- [INPUT DATA]

-------------------------

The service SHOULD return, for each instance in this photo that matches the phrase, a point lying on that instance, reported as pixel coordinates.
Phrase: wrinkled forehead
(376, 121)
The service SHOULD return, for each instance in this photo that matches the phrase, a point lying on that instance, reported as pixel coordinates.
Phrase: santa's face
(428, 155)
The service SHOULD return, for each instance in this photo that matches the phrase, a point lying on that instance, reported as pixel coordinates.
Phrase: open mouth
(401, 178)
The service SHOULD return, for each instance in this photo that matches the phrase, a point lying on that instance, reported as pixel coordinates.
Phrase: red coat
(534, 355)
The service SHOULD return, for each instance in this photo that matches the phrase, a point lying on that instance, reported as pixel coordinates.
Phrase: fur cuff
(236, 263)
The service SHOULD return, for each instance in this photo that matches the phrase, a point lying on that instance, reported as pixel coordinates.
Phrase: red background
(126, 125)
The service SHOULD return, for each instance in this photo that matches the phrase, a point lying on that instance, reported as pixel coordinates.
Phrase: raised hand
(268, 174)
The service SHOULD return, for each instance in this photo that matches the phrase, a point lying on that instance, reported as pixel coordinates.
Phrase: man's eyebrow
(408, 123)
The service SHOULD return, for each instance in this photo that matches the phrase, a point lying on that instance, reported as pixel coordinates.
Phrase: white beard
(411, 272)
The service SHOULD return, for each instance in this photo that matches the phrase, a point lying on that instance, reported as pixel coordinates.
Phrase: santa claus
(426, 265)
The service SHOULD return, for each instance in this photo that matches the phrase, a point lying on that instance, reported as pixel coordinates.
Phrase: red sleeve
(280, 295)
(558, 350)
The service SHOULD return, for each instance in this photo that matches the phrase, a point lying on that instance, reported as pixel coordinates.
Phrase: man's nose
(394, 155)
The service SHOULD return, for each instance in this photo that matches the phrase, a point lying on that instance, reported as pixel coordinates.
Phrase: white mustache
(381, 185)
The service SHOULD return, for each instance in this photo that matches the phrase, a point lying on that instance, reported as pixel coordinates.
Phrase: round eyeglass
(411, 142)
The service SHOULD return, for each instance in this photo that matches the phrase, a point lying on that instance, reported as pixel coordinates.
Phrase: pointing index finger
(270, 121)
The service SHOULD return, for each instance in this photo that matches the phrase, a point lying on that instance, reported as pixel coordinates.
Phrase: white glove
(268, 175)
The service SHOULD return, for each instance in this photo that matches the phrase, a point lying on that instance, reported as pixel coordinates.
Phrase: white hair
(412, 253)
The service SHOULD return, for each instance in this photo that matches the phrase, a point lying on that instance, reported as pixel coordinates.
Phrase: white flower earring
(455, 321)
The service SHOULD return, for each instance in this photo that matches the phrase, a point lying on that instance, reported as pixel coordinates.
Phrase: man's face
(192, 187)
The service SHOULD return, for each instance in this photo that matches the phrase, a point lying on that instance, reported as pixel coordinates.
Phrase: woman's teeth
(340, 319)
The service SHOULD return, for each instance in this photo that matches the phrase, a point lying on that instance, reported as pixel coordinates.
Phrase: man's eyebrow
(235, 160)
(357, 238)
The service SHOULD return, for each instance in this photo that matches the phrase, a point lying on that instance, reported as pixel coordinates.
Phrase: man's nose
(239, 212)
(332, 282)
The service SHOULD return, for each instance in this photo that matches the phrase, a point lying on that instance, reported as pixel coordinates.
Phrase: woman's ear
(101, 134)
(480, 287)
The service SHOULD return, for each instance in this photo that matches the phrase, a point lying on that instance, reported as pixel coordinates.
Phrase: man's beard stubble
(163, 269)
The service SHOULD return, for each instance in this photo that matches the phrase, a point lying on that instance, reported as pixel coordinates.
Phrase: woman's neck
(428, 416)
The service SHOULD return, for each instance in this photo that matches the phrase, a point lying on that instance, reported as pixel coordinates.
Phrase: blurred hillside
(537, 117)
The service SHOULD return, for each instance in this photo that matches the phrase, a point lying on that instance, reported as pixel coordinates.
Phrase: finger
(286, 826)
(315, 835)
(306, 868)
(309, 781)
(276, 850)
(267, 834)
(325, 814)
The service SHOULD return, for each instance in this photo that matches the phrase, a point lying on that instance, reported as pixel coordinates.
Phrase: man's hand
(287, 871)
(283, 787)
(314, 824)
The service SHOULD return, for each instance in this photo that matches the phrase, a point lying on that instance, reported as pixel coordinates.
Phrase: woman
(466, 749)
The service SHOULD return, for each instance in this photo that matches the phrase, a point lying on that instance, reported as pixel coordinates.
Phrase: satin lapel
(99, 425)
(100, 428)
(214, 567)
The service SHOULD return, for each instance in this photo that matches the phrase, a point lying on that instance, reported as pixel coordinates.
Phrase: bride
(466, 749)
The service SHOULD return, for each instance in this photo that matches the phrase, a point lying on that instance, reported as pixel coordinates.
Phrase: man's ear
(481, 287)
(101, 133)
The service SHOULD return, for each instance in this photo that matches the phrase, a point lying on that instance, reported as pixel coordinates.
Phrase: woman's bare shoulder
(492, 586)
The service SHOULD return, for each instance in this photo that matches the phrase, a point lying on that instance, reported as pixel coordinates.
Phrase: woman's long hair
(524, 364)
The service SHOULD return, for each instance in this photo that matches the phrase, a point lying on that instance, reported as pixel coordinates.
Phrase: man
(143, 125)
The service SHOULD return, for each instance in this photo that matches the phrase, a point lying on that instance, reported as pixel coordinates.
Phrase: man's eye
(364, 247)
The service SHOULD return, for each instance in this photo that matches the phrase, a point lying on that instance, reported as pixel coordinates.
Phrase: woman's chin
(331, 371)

-------------------------

Copy out each record from above, exactly.

The service SHOULD return, for each instance in this photo that matches the phrase, a point lying on that instance, reported as pixel coordinates.
Phrase: wrinkled forehead
(376, 121)
The service SHOULD return, for each instance in this photo that matches the phrase, a point lying on that instance, reported as pixel coordinates.
Phrase: santa's face
(428, 155)
The service SHOULD return, for each instance in this photo that matches the phrase, a point lying on that instance, reported as pixel coordinates.
Phrase: open mouth
(401, 178)
The service SHOULD return, for each instance in this photo that matches the phrase, a point lying on that instance, reported as pixel coordinates.
Phrase: red coat
(534, 355)
The service SHOULD return, for each instance in this photo that matches the phrase, a point lying on that instance, reported as pixel coordinates.
Phrase: fur cuff
(236, 263)
The service SHOULD return, for each instance in this photo that matches the phrase, a point lying on that instance, reported as pixel coordinates.
Phrase: red background
(126, 125)
The service SHOULD return, for each instance in this photo that matches the phrase, a point lying on that instance, reported as pixel coordinates.
Phrase: raised hand
(268, 174)
The service SHOULD return, for each instance in this photo that matches the phrase, a point lying on that instance, reported as pixel coordinates.
Phrase: man's eyebrow
(408, 123)
The service SHOULD return, for each instance in this photo that matches the phrase, a point lying on that instance, reported as pixel coordinates.
Phrase: white beard
(411, 272)
The service SHOULD return, for each instance in this photo that matches the phrase, a point lying on that instance, reported as pixel coordinates.
Phrase: santa claus
(426, 265)
The service SHOULD return, for each instance in this photo that matches the phrase, a point lying on that instance, reported as pixel coordinates.
Phrase: red sleeve
(280, 295)
(558, 350)
The service SHOULD return, for each instance in this photo that matches the phrase, a point lying on that instance, reported as pixel coordinates.
Phrase: man's nose
(394, 155)
The service SHOULD return, for each instance in this photo that matches the phrase, a point lying on that instance, reported as pixel coordinates.
Phrase: white mustache
(381, 185)
The service SHOULD return, for each instance in this photo that matches the phrase, a point lying on that instance, reported as pixel coordinates.
Phrase: round eyeglass
(411, 142)
The service SHOULD return, for each instance in this photo that matches the phrase, a point lying on that instance, reported as pixel coordinates.
Phrase: pointing index finger
(270, 121)
The service SHOULD return, for each instance in this photo that matches the phrase, a point lying on that instance, reported as pixel coordinates.
Phrase: white glove
(268, 175)
The service SHOULD return, for each instance in this photo that matches the phrase, a point lying on that instance, reported as pixel coordinates.
Phrase: white hair
(412, 253)
The service SHOULD return, for each instance in this photo that matches the phrase, a point lying on that instance, reported as pixel coordinates.
Phrase: white flower earring
(455, 321)
The service SHOULD return, for each instance in this photo that matches the phrase, a point lying on that instance, reported as pixel coordinates.
Phrase: man's face
(192, 187)
The service SHOULD return, for each instance in this photo that matches the phrase, a point lying on that instance, reported as pixel coordinates.
Phrase: woman's teeth
(340, 319)
The service SHOULD return, for each instance in this photo that matches the phrase, a point lying on that instance, reported as pixel coordinates.
Phrase: man's eyebrow
(235, 160)
(357, 238)
The service SHOULD return, for each instance in this photo that matches the phrase, a point lying on that instance, reported as pixel coordinates.
Phrase: man's nose
(239, 212)
(332, 282)
The service SHOULD return, for each instance in this photo that matches the phrase, a point lying on that instance, reported as pixel coordinates.
Phrase: woman's ear
(101, 134)
(480, 287)
The service SHOULD return, for each instance in this photo that matches the phrase, a point lying on that instance, reported as pixel coordinates.
Phrase: man's beard stubble
(163, 269)
The service SHOULD return, for each instance in this photo that matches the phrase, a point lying on that instance, reported as pixel coordinates.
Phrase: woman's neck
(428, 416)
The service SHOULD return, for each instance in this photo that matches the phrase, a point lying on that instance, reported as pixel coordinates.
Phrase: blurred hillside
(537, 117)
The service SHOULD return, for each instance in this photo that matches the phrase, a point lying on that instance, reported as pixel coordinates.
Phrase: finger
(286, 826)
(315, 835)
(306, 868)
(309, 781)
(276, 850)
(267, 834)
(325, 814)
The service SHOULD return, for each instance in this photo that matches the phrase, a point lying on that instance, reported as pixel coordinates.
Phrase: man's hand
(287, 871)
(283, 787)
(314, 824)
The service SHOULD return, for each instance in this photo that matches the phrase, a point lying on that instance, reported as pixel coordinates.
Phrase: woman
(466, 749)
The service SHOULD return, for each instance in this photo that matches the phrase, a point lying on that instance, reported as pixel coordinates.
Phrase: satin lapel
(99, 425)
(100, 428)
(214, 567)
The service SHOULD return, for each instance in this photo that matches the phrase, a point lying on that instance, reported as pixel coordinates.
Phrase: bride
(466, 749)
The service SHOULD return, for each instance in this photo that matches the phrase, a point lying on that instance, reported as pixel coordinates.
Phrase: man's ear
(481, 287)
(101, 133)
The service SHOULD return, for each instance in this photo that matches the phrase, a point lying on that instance, reported as pixel coordinates.
Phrase: woman's bare shoulder
(492, 586)
The service SHOULD return, for each instance in this photo that matches the phrase, a point lying on that instance, reported as pixel coordinates.
Phrase: woman's long hair
(524, 364)
The service SHOULD return, for each instance in this photo that matches the phrase, a point lying on that instance, reported as pixel coordinates.
Phrase: man
(143, 125)
The service SHOULD return, for each instance in this photo that matches the phrase, a point lying on that instance, reported as pixel coordinates.
Phrase: man's eye
(364, 247)
The service SHOULD return, for each instance in this photo that matches the phrase, a point lying on that instance, reported as pixel coordinates.
Phrase: woman's chin
(331, 371)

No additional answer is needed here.